Task objective
Repeat the lines of the listing below exactly, starting at the line that contains "Pin the beer bottle, one" and running through the last line, both included, and only those.
=== Dataset entries ===
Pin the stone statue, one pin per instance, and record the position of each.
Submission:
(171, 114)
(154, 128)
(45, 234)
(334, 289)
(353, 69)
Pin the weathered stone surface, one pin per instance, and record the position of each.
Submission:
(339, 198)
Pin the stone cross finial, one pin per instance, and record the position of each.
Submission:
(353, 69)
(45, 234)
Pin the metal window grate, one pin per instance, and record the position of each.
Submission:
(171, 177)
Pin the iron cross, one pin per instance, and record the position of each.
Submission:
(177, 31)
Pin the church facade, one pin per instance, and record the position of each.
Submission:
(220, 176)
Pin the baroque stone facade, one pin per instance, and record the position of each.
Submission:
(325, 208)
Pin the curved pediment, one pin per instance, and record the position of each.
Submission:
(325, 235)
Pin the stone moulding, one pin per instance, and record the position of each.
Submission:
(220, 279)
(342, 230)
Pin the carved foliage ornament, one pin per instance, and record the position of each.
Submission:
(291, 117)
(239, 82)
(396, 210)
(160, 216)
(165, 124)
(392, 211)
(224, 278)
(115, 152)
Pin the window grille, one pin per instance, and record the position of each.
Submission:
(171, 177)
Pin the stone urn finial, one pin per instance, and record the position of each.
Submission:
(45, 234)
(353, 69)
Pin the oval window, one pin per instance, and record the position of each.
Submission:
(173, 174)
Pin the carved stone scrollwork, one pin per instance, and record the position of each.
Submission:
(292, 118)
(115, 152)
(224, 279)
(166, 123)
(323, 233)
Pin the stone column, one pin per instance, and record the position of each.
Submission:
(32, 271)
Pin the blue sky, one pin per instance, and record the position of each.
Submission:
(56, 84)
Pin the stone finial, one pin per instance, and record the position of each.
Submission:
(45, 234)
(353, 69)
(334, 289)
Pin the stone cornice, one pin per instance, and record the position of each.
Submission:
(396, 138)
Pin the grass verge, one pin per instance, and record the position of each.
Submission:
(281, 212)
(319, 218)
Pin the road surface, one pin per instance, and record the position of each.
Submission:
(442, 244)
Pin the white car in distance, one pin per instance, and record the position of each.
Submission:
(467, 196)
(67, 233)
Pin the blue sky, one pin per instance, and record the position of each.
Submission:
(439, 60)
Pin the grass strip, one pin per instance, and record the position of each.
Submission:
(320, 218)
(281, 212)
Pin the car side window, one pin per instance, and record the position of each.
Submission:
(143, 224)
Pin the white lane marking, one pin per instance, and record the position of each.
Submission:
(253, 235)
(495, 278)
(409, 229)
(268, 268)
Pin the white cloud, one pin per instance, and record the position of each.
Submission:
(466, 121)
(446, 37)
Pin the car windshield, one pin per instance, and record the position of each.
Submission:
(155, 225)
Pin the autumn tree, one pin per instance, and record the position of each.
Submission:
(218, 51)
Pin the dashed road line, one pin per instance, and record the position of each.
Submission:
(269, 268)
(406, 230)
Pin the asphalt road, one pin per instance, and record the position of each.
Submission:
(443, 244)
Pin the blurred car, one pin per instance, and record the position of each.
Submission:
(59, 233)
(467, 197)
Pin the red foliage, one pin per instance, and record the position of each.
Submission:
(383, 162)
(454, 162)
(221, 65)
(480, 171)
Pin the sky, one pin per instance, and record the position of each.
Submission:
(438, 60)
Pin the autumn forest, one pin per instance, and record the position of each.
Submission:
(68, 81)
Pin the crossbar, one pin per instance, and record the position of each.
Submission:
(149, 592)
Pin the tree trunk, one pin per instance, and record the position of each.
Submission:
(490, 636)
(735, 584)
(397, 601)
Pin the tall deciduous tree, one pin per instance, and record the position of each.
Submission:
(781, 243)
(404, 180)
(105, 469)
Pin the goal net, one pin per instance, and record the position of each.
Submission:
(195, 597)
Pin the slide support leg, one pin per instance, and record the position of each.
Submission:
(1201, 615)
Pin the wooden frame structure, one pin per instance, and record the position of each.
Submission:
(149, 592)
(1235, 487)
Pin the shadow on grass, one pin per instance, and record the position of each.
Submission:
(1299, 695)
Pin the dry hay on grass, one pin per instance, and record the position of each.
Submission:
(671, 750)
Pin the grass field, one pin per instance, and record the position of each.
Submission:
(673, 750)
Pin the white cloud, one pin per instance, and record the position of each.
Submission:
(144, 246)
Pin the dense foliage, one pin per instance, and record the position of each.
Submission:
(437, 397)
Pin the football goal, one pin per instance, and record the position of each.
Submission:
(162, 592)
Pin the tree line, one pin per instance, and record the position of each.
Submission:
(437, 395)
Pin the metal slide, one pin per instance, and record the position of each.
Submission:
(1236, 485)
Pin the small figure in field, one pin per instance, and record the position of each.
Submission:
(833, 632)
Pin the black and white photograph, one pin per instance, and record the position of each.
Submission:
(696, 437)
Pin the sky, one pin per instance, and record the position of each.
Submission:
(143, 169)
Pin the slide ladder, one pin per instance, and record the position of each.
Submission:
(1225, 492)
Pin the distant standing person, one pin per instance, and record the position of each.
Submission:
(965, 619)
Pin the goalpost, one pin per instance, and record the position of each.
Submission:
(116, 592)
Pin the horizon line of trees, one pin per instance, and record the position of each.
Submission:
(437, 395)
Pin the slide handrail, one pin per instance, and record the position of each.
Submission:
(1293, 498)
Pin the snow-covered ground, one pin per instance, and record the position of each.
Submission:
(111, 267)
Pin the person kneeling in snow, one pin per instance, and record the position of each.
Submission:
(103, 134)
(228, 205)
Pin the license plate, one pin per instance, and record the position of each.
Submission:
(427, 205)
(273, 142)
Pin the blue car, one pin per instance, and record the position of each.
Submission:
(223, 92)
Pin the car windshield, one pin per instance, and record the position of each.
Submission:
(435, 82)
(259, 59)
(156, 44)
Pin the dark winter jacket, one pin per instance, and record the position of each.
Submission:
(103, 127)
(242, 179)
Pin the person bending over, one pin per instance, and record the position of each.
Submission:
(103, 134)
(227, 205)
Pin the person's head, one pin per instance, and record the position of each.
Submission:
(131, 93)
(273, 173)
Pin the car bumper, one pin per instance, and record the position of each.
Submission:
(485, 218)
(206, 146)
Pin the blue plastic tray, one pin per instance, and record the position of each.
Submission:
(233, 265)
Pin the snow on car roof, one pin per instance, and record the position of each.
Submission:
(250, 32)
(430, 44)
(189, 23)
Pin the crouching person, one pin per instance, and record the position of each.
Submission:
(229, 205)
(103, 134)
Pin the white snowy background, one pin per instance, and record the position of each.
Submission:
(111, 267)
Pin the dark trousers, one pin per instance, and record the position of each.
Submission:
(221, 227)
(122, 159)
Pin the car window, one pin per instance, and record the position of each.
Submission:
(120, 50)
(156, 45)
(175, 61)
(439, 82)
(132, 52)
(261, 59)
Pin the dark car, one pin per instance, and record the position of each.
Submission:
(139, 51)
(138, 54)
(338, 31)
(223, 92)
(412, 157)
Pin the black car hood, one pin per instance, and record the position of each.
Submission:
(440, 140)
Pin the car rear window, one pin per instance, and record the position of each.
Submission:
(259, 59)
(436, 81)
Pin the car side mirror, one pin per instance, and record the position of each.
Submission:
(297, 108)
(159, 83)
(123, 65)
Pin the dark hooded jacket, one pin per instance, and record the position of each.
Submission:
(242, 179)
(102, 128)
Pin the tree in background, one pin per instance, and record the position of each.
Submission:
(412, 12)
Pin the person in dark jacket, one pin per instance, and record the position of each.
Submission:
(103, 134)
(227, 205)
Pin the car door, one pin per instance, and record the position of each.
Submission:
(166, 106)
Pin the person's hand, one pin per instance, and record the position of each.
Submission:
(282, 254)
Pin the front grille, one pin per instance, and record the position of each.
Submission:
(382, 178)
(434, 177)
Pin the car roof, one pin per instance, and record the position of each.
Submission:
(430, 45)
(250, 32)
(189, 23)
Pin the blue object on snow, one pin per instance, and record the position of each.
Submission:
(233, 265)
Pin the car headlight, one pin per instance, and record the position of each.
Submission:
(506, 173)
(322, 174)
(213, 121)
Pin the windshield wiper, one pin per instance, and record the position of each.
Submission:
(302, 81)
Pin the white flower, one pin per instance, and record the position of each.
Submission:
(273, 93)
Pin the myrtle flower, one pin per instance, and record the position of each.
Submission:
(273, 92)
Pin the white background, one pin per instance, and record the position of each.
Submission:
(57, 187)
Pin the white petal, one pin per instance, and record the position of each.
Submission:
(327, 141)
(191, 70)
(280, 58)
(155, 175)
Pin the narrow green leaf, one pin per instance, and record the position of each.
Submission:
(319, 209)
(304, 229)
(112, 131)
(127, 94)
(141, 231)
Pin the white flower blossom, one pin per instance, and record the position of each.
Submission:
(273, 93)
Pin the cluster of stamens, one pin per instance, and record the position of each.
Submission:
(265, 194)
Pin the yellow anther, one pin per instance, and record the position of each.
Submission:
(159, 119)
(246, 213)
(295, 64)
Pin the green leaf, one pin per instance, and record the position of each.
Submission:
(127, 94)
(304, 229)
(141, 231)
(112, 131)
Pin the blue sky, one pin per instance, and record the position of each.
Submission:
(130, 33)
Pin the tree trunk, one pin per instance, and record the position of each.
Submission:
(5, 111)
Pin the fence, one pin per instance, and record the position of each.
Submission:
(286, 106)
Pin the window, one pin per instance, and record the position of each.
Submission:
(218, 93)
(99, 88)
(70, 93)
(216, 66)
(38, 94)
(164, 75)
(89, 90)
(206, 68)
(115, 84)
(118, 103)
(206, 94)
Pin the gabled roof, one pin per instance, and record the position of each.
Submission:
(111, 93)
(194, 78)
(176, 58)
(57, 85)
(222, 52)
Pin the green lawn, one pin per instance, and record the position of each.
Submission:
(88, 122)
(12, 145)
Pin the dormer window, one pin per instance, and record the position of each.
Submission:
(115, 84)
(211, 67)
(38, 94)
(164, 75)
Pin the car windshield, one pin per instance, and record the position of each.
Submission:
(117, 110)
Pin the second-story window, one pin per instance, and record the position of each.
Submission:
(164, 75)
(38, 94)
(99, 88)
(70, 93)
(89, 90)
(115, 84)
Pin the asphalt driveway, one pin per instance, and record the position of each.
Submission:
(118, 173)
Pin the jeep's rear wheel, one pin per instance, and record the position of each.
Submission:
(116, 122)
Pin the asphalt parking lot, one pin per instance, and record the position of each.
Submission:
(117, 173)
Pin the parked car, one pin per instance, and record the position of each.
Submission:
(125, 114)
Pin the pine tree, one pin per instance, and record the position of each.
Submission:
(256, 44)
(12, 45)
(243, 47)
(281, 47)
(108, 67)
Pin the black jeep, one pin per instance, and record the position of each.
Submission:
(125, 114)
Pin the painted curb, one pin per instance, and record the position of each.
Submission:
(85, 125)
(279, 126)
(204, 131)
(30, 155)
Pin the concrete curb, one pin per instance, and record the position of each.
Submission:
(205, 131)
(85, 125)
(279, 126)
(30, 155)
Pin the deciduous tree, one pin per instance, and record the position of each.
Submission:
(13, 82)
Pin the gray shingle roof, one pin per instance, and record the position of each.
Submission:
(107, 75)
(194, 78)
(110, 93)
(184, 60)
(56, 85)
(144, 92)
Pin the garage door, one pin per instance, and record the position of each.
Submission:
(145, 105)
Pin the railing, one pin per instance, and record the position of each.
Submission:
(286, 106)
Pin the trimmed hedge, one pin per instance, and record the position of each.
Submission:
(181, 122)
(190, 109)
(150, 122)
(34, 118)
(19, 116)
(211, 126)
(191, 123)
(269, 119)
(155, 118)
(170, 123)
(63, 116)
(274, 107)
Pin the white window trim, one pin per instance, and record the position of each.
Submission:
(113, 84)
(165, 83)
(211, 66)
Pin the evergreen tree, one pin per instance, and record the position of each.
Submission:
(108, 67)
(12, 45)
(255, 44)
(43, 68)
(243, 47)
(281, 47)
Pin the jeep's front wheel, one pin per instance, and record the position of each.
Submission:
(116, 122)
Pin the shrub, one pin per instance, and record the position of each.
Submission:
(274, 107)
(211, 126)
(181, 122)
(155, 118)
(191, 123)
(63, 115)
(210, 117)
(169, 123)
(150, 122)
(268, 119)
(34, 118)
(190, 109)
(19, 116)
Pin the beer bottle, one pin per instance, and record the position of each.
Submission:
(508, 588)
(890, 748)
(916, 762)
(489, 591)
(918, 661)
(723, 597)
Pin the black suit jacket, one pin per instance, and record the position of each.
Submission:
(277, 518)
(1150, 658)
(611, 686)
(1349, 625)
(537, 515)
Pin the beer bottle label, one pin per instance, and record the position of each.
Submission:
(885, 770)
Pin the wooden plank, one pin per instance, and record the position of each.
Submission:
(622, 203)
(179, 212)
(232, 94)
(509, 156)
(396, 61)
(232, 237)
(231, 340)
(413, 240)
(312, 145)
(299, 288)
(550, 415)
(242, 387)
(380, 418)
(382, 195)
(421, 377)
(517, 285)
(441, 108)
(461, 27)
===
The reply
Pin the beer bottle, one pin per instance, and record the position of each.
Submission:
(508, 588)
(890, 748)
(916, 762)
(489, 591)
(918, 661)
(723, 597)
Pin the black suit jacket, one pin per instance, and record the position of each.
Submission:
(277, 518)
(1150, 658)
(611, 686)
(1349, 625)
(537, 515)
Pin the beer bottle label, one pin per instance, and record the position of each.
Submission:
(885, 770)
Pin the wooden plank, one pin per instance, and record the position of each.
Submission:
(622, 203)
(179, 212)
(232, 94)
(509, 156)
(396, 61)
(232, 237)
(231, 340)
(413, 240)
(312, 145)
(299, 288)
(550, 415)
(242, 387)
(380, 418)
(382, 195)
(421, 377)
(517, 285)
(441, 108)
(461, 27)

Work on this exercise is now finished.